### TASK DIRECTIONS
Count the lines below that hold the string "leaf". Give only that number.

(Dataset entries)
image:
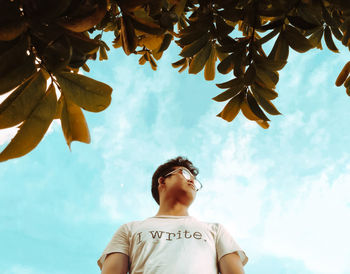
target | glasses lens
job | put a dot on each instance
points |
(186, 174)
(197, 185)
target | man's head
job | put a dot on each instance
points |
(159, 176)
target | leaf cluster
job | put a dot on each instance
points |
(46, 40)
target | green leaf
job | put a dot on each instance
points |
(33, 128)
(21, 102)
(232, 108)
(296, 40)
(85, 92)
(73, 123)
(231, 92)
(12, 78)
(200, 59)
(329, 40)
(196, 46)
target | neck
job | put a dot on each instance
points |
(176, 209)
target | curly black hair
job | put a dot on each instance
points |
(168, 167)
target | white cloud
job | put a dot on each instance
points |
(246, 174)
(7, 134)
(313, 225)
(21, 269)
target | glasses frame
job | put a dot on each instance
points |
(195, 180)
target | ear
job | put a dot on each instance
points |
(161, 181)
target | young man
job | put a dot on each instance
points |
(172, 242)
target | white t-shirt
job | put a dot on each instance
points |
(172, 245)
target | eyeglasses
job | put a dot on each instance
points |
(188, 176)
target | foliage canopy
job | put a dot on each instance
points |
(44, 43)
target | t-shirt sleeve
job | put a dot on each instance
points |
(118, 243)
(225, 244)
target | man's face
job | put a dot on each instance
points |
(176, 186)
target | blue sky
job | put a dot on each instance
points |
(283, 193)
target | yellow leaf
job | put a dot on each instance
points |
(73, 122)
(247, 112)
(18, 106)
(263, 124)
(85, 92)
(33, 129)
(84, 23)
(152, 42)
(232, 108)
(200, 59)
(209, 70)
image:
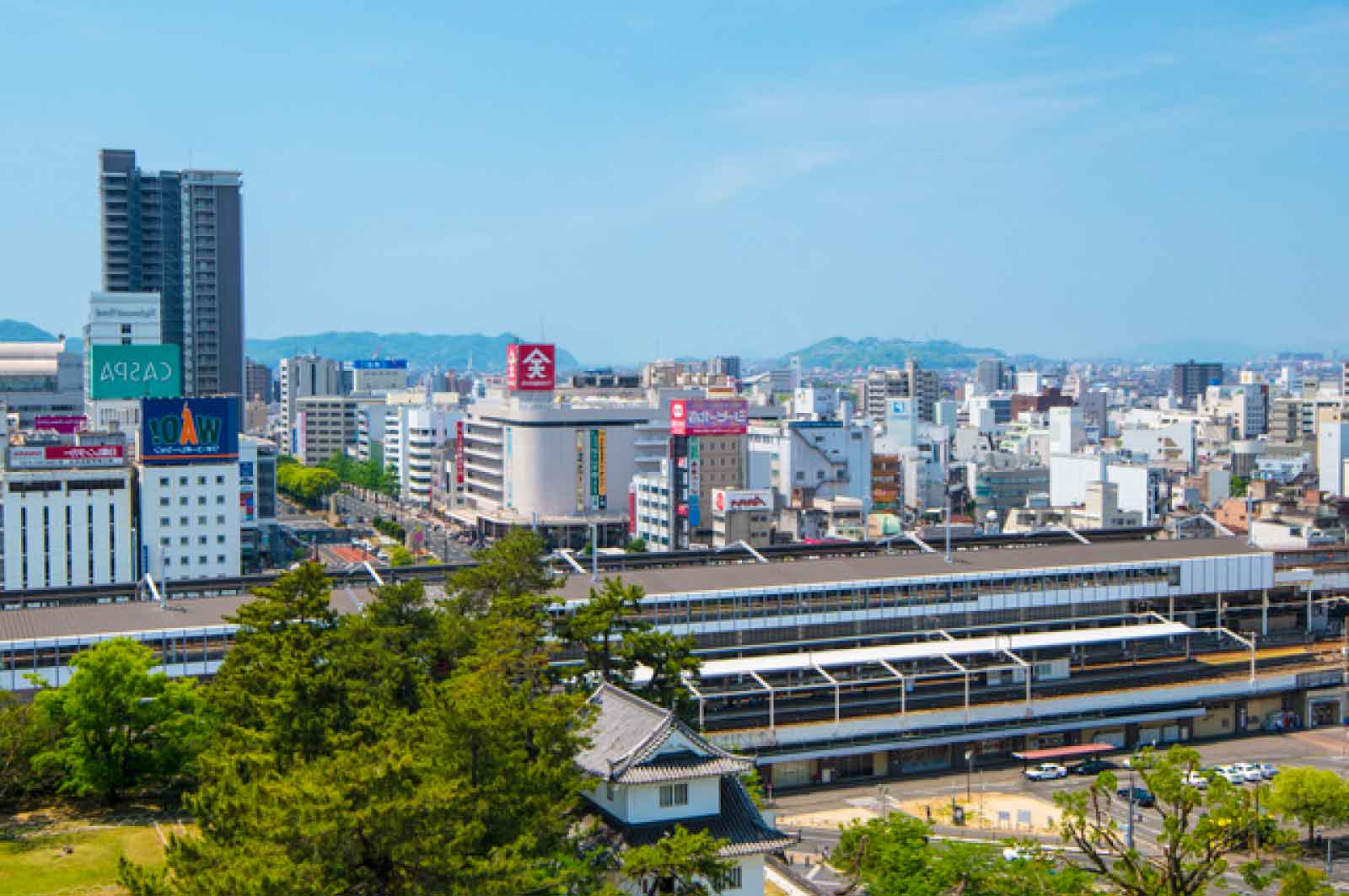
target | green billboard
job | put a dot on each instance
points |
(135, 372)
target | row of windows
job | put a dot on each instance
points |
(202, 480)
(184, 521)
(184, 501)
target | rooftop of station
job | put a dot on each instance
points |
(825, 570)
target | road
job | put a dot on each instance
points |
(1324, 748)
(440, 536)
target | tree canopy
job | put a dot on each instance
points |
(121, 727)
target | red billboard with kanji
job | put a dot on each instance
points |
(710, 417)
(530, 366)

### TASK SOLUTION
3